--- Begin Extract provided ---
Liberation theology in Latin America, in its pioneer work during the 1970s,
took the pattern of the work of women in communities to develop its own
story-telling or life experience sharing way of reflection. Women were doing
this sort of grounded theology mainly for reasons of their political exclusion;
their work with the poor and marginalised was sometimes the only area in which
they had access to theological reflection, since for a long time theological
education and councils were not open to womens presence and reflections.
During the last 30 years that theology has developed a vision for grounding
every reflection about God in the lives and experiences of poor women as
individuals and as communities. In that way, the work of Mujeristas or
Womanists, has pioneered a style of doing theology from peoples own
stories, including a new perspective on Christian Ethics which could come from
a critical reflection based on reality, instead of the well known method which
first of all establishes general moral principles, and then, asks people to
adapt to them.
That
method is, by the way, the method used by ideologies and its is the
method of Cardinal Ratzinger: the theocratic method. In the process of
ideological formation, ideas always come first, and people come second. Great
universal principles and general statements about the values are established
first ( usually under the influence of some political and economic criteria
disguised as a spiritual principle). People are then asked to fit their lives
into those principles, now presented not as political creations, but as
original truths or the will of God, and in any case,
the normal state of things. But peoples lives seldom fit these
discourses, and then those whose lives do not adapt to these ideological
constructions (be they secular or divine principles) are considered
abnormal. Call them deviants or sinners, the sad thing is that when
some people cannot adapt their lives or circumstances to the ideas of the
controlling elites, they need to pay the price of marginalisation for that.
In
Christianity, the concept of salvation has been misused many times to simply
mean adaptation to these political and sexual ideologies.
Conversion has meant an acceptance of the ideas generated by
systems of authority, that is, conversion from the margins to the so called or
perceived normality. It challenges what we should like to be
accepted or the way God is supposed to look. Womens theology around
issues of womens ordination is deviant theology, because its methods are
based on participatory principles, on people first style, and opposed to the
norm of theocracy. The abnormality of this task is unavoidable, and
this is the reason why the Gospels are so subversive at times, because Jesus
and his friends were the first to challenge the imposed normality
of the Pax Romana, for instance. No normal guy would convert to what at the
times would end in crucifixion.
--- End Extract provided ---
#### [Exercises to complete]
a. From the passage on liberation theology, copy word for word the portion that begins at the words "Conversion has meant" and ends after the words "end in crucifixion.".
b. In one to three sentences, explain why, according to the passage on liberation theology, women practiced a grounded, experience-based form of theology.
You won't need the listing for this work.
--- Begin Excerpted data ---
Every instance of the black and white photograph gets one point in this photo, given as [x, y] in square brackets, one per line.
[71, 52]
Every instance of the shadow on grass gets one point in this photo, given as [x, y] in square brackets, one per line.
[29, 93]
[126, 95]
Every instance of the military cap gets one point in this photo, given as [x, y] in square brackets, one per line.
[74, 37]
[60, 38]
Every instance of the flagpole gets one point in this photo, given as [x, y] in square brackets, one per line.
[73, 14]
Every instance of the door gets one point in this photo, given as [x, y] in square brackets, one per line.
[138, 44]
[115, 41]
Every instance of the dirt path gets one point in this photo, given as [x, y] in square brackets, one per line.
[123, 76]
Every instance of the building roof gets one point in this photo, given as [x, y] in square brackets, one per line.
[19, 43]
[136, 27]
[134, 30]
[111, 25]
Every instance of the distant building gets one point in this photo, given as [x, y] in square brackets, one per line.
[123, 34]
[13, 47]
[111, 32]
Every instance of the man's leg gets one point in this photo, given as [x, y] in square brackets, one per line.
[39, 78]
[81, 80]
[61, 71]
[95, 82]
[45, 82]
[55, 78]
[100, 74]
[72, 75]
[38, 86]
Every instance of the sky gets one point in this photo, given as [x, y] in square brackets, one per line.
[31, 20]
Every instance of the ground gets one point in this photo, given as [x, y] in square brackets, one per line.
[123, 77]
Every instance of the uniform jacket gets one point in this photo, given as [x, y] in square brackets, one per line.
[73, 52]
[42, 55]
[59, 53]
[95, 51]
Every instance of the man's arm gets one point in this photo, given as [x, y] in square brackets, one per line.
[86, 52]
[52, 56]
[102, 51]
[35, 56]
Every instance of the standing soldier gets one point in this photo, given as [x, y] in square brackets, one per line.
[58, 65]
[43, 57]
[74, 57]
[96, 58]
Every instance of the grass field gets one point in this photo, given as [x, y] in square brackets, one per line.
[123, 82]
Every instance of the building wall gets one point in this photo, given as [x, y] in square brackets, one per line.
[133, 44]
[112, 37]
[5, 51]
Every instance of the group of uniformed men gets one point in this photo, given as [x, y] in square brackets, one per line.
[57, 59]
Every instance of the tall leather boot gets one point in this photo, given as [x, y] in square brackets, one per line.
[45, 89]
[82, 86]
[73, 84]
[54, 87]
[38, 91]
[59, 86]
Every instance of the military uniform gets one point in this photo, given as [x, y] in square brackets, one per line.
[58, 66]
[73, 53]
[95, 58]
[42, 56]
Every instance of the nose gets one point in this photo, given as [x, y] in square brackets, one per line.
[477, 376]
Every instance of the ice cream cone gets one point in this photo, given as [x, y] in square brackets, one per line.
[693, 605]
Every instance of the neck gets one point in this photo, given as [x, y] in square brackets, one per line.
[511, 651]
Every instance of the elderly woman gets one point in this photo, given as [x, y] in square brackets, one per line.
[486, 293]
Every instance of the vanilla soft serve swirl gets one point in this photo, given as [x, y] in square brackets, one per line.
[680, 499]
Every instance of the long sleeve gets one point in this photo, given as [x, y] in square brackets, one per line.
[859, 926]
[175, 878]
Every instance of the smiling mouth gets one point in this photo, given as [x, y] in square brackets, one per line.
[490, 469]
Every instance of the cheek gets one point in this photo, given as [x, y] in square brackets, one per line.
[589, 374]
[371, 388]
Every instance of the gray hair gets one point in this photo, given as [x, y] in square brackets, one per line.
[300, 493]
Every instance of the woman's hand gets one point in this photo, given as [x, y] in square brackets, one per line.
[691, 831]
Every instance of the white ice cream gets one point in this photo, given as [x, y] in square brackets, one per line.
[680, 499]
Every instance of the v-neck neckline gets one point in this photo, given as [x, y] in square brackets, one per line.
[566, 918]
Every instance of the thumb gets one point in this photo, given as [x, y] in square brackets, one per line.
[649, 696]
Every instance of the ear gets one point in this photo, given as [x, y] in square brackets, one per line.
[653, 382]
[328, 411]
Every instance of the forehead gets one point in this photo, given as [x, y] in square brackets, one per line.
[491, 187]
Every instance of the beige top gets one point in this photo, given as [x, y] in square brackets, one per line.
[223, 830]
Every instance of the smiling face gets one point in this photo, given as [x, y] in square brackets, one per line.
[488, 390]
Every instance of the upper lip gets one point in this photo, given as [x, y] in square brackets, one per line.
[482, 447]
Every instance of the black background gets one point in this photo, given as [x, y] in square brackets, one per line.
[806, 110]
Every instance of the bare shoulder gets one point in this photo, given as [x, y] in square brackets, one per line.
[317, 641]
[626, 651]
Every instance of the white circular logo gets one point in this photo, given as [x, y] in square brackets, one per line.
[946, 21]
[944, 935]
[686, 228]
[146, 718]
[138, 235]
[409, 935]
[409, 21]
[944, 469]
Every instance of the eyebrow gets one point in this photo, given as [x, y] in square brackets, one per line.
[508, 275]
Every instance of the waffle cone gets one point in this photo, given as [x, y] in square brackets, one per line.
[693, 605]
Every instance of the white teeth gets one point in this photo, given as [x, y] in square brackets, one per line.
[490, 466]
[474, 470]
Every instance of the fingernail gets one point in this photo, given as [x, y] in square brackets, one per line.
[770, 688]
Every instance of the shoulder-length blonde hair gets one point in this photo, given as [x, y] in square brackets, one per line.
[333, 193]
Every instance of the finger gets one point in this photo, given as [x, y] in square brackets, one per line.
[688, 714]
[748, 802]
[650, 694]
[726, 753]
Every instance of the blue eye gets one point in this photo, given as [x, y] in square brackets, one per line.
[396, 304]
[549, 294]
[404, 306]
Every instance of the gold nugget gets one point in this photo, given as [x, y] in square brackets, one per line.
--- End Excerpted data ---
#### [Answers to the tasks]
a.
Conversion has meant an acceptance of the ideas generated by
systems of authority, that is, conversion from the margins to the so called or
perceived normality. It challenges what we should like to be
accepted or the way God is supposed to look. Womens theology around
issues of womens ordination is deviant theology, because its methods are
based on participatory principles, on people first style, and opposed to the
norm of theocracy. The abnormality of this task is unavoidable, and
this is the reason why the Gospels are so subversive at times, because Jesus
and his friends were the first to challenge the imposed normality
of the Pax Romana, for instance. No normal guy would convert to what at the
times would end in crucifixion.

b. Women did so mainly because they were politically excluded. For a long time, theological education and councils did not accept women's presence or reflections. Their work with the poor and marginalized was sometimes the only area where they could engage in theological reflection.